-- Exercise aim --
Go through the material below and count the lines with the string "boardwalk"; the number is the whole answer.

::::::

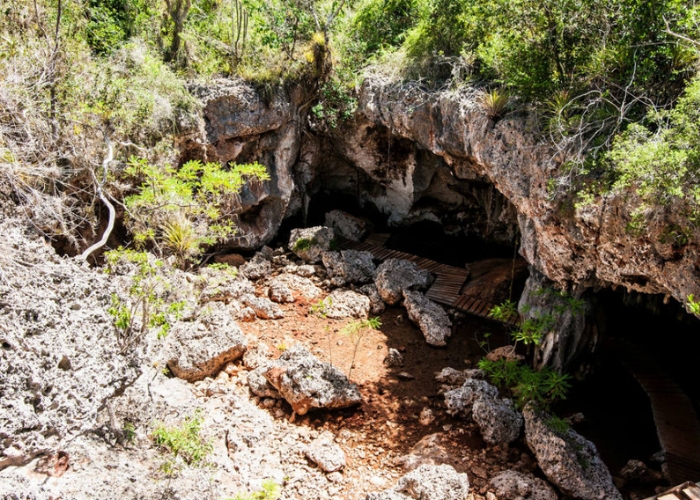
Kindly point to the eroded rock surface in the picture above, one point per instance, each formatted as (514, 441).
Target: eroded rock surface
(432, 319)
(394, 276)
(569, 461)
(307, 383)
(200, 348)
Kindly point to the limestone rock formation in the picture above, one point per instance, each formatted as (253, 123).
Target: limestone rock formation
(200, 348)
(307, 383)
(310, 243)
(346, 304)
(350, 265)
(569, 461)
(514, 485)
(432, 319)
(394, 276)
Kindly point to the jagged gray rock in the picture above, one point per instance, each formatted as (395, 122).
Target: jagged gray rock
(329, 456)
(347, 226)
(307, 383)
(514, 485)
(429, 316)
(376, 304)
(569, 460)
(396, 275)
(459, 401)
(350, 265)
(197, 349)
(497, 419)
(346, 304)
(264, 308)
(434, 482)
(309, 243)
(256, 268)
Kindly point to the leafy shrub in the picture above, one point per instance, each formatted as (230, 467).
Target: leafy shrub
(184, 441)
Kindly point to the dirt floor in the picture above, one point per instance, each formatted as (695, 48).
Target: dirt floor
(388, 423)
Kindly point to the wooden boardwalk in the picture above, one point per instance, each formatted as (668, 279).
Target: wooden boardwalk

::::::

-- Answer to this exercise --
2